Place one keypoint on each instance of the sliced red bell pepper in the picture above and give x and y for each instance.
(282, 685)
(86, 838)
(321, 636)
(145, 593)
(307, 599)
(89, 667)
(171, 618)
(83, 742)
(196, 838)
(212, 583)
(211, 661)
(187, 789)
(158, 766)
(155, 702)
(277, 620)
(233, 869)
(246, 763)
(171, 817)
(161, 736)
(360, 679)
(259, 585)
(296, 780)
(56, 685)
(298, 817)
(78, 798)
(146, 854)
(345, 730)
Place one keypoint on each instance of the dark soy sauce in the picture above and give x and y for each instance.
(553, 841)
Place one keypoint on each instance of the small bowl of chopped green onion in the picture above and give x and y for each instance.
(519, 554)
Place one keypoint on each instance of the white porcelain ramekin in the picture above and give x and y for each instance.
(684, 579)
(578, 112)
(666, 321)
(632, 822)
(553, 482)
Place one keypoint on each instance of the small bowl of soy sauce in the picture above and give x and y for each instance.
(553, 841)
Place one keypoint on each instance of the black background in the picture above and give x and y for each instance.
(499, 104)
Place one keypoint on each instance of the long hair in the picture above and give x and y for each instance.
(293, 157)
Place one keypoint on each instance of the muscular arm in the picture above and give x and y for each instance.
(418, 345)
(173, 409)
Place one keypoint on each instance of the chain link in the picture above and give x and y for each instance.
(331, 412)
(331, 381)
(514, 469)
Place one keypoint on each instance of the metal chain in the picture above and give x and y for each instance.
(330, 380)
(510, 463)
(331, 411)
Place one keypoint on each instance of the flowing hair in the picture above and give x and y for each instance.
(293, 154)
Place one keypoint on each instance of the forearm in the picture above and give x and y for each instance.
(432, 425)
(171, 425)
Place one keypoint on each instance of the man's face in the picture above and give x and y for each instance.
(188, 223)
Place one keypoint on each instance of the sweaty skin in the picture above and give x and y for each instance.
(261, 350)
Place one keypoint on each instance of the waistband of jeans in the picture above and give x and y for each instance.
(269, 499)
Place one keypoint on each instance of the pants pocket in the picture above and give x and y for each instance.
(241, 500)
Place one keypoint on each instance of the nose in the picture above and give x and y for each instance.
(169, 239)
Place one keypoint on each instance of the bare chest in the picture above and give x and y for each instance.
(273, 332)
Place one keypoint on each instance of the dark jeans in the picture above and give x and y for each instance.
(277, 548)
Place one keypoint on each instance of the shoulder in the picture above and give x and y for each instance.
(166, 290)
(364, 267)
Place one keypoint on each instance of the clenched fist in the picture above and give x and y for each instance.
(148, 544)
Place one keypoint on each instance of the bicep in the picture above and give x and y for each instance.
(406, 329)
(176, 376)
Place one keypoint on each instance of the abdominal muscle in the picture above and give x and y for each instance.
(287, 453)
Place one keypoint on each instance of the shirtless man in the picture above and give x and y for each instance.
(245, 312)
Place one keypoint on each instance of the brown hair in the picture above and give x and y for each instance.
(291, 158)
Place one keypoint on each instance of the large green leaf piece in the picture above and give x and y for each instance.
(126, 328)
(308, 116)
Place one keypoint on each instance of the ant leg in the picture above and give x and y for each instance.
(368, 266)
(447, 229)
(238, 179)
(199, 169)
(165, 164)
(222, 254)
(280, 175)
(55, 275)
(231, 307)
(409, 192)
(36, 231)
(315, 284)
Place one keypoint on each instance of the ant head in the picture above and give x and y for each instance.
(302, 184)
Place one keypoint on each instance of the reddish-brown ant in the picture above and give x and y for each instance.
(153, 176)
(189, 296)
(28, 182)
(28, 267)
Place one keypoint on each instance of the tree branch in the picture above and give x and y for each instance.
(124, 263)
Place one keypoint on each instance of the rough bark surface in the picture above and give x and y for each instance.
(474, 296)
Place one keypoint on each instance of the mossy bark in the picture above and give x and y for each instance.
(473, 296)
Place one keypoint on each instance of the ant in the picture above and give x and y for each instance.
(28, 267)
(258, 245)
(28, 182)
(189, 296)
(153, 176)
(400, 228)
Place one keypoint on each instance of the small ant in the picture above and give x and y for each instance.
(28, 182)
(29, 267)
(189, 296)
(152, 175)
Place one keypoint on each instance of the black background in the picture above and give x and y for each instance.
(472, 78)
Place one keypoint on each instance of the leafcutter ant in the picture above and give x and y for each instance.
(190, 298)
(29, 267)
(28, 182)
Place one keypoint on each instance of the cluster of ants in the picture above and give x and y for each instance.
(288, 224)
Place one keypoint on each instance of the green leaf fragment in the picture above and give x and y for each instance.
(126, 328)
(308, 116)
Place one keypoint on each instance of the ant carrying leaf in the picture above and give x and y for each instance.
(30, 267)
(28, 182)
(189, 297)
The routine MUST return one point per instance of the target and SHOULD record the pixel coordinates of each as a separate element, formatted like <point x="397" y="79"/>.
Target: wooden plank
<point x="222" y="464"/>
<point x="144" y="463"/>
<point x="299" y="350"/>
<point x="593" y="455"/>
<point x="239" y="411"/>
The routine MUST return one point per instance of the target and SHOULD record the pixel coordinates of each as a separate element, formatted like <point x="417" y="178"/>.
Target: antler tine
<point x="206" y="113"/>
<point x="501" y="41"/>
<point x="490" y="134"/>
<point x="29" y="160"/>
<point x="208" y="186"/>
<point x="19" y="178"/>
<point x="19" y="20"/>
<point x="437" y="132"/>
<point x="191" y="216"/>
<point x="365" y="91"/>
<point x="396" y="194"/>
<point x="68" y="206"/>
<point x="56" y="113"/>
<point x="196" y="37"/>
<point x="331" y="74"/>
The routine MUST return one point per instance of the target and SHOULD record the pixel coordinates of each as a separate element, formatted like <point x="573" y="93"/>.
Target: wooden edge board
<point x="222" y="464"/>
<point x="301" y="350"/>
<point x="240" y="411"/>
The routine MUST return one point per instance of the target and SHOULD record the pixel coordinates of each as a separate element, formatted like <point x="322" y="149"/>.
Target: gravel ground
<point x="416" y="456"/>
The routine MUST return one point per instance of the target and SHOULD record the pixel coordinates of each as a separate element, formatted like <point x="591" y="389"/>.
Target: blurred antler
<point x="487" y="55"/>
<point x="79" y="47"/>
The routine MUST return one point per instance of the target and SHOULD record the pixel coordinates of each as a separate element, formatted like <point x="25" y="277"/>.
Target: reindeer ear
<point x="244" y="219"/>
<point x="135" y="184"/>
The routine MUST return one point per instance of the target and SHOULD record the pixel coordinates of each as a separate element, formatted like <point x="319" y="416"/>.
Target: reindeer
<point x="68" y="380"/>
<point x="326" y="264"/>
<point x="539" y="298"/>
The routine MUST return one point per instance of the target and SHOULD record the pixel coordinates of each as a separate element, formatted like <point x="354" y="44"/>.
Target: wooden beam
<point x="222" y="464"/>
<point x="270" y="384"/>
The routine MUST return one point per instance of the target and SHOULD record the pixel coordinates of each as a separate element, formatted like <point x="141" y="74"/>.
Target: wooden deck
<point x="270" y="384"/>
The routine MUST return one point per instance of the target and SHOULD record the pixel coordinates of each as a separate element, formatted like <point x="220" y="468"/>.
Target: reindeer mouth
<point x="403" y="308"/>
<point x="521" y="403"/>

-------

__REQUIRED WORK__
An exact copy of the listing above is what is wanted.

__WRITTEN SOLUTION__
Place one keypoint on each instance of the sliced red bell pepper in the picture above and give x and y for each instance.
(282, 685)
(86, 838)
(321, 636)
(145, 593)
(307, 599)
(89, 667)
(171, 618)
(83, 742)
(196, 838)
(212, 583)
(211, 661)
(187, 789)
(158, 766)
(155, 702)
(277, 620)
(233, 869)
(246, 763)
(171, 817)
(161, 736)
(360, 679)
(259, 585)
(296, 780)
(56, 685)
(298, 817)
(78, 798)
(146, 854)
(345, 730)
Place one keypoint on each instance of the dark soy sauce in the picture above and give x and y for each instance.
(553, 841)
Place one keypoint on each instance of the small bowl of chopped green onion in the picture above and give x and y for each instance.
(519, 554)
Place one keypoint on each instance of the white porcelain ramekin in the picture above and give x and y for each instance.
(684, 579)
(578, 112)
(666, 321)
(632, 822)
(553, 482)
Place one keypoint on each instance of the small bowl of soy sauce in the picture above and give x and y for each instance.
(553, 841)
Place one keypoint on each instance of the black background in the picture above and give x and y for each instance.
(499, 104)
Place one keypoint on each instance of the long hair in the picture above and give x and y for each instance.
(293, 157)
Place one keypoint on each instance of the muscular arm in the picture above and give x and y for each instance.
(418, 345)
(173, 409)
Place one keypoint on each instance of the chain link in the picture above and give x and y for each instance.
(331, 412)
(331, 381)
(514, 469)
Place one keypoint on each instance of the metal chain in the picture above and give x and y for each instance.
(330, 380)
(510, 463)
(331, 411)
Place one keypoint on each instance of the flowing hair in the picture above and give x and y for each instance.
(293, 154)
Place one keypoint on each instance of the forearm in the picture above and give x and y for each instance.
(432, 425)
(171, 425)
Place one keypoint on each instance of the man's face in the picture above and give x and y for each instance.
(188, 223)
Place one keypoint on each instance of the sweaty skin in the picture above and give x and y for each instance.
(261, 350)
Place one keypoint on each instance of the waistband of jeans in the picture above and give x and y for each instance.
(269, 499)
Place one keypoint on each instance of the pants pocket in the picture above and give x and y for each instance.
(241, 500)
Place one keypoint on each instance of the nose in the picture above and give x and y for each instance.
(169, 239)
Place one keypoint on each instance of the bare chest in the picture above and give x and y for each instance.
(273, 332)
Place one keypoint on each instance of the dark jeans in the picture above and give x and y for each instance.
(277, 548)
Place one keypoint on each instance of the shoulder in the picture above and give x and y for each instance.
(166, 290)
(364, 267)
Place one keypoint on each instance of the clenched fist in the picture above and give x and y for each instance.
(148, 544)
Place one keypoint on each instance of the bicep in the picture above and give x and y for each instance.
(406, 329)
(176, 376)
Place one keypoint on each instance of the abdominal muscle in the picture above and give x and y for each instance.
(287, 453)
Place one keypoint on each instance of the shirtless man in the picture above and give x and y for each instance.
(245, 312)
Place one keypoint on each instance of the brown hair in the picture above and give x and y for each instance.
(291, 158)
Place one keypoint on each instance of the large green leaf piece in the picture above and give x and y for each instance.
(126, 328)
(308, 116)
Place one keypoint on each instance of the ant leg in the picture above and give x and y for each instance.
(368, 266)
(447, 229)
(238, 179)
(199, 169)
(165, 164)
(222, 254)
(280, 175)
(55, 275)
(231, 307)
(409, 192)
(36, 231)
(315, 284)
Place one keypoint on each instance of the ant head in the picture above and give x and y for each instance.
(302, 184)
Place one keypoint on each instance of the reddish-brown ant in the picture above and give x and y for each instance.
(153, 176)
(189, 296)
(28, 182)
(28, 267)
Place one keypoint on each instance of the tree branch in the picture above and give x and y for each instance.
(124, 263)
Place one keypoint on each instance of the rough bark surface in the picture above and give x and y for each instance.
(474, 296)
Place one keypoint on each instance of the mossy bark in the picture above and give x and y for each instance.
(473, 296)
Place one keypoint on each instance of the ant in the picture above and give x and y for each instance.
(28, 267)
(258, 245)
(28, 182)
(189, 296)
(153, 176)
(400, 228)
Place one keypoint on each instance of the small ant in the picture above and give x and y for each instance.
(28, 182)
(29, 267)
(189, 296)
(152, 175)
Place one keypoint on each instance of the black background in the picture above and give x and y for each instance.
(472, 78)
Place one keypoint on each instance of the leafcutter ant in the picture above and give x and y for each instance.
(190, 298)
(29, 267)
(28, 182)
Place one keypoint on each instance of the cluster of ants in the picture above and give x and y for each instance.
(288, 224)
Place one keypoint on each instance of the green leaf fragment in the picture above and give x and y for each instance.
(126, 328)
(308, 116)
Place one keypoint on each instance of the ant carrying leaf in the picture above and give x and y for each instance.
(30, 267)
(28, 182)
(189, 297)
The routine MUST return one point per instance of the target and SHOULD record the pixel coordinates of each as a separate element, formatted like <point x="397" y="79"/>.
Target: wooden plank
<point x="222" y="464"/>
<point x="144" y="463"/>
<point x="299" y="350"/>
<point x="593" y="455"/>
<point x="239" y="411"/>
The routine MUST return one point per instance of the target and SHOULD record the pixel coordinates of each as a separate element, formatted like <point x="417" y="178"/>.
Target: antler tine
<point x="206" y="113"/>
<point x="501" y="41"/>
<point x="490" y="134"/>
<point x="29" y="160"/>
<point x="208" y="186"/>
<point x="19" y="178"/>
<point x="19" y="20"/>
<point x="437" y="132"/>
<point x="191" y="216"/>
<point x="365" y="91"/>
<point x="396" y="194"/>
<point x="68" y="206"/>
<point x="56" y="113"/>
<point x="196" y="37"/>
<point x="331" y="74"/>
The routine MUST return one point per instance of the target and SHOULD record the pixel coordinates of each as a separate element, formatted like <point x="573" y="93"/>.
Target: wooden edge board
<point x="222" y="464"/>
<point x="301" y="350"/>
<point x="240" y="411"/>
The routine MUST return one point per instance of the target and SHOULD record the pixel coordinates of each as a separate element, formatted like <point x="322" y="149"/>.
Target: gravel ground
<point x="416" y="456"/>
The routine MUST return one point per instance of the target and SHOULD record the pixel coordinates of each as a separate element, formatted like <point x="591" y="389"/>.
Target: blurred antler
<point x="487" y="55"/>
<point x="79" y="47"/>
The routine MUST return one point per instance of the target and SHOULD record the pixel coordinates of each as a separate element, formatted like <point x="25" y="277"/>.
Target: reindeer ear
<point x="244" y="219"/>
<point x="135" y="184"/>
The routine MUST return one point per instance of the target and SHOULD record the pixel coordinates of each as a separate element, formatted like <point x="319" y="416"/>.
Target: reindeer
<point x="68" y="380"/>
<point x="326" y="264"/>
<point x="539" y="298"/>
The routine MUST return one point per instance of the target and SHOULD record the pixel coordinates of each as a separate element, formatted like <point x="354" y="44"/>.
Target: wooden beam
<point x="222" y="464"/>
<point x="270" y="384"/>
The routine MUST return one point per instance of the target and SHOULD record the pixel coordinates of each as a separate element, formatted like <point x="141" y="74"/>.
Target: wooden deck
<point x="270" y="384"/>
The routine MUST return one point per instance of the target and SHOULD record the pixel coordinates of each as a separate element, formatted like <point x="220" y="468"/>.
Target: reindeer mouth
<point x="403" y="308"/>
<point x="521" y="403"/>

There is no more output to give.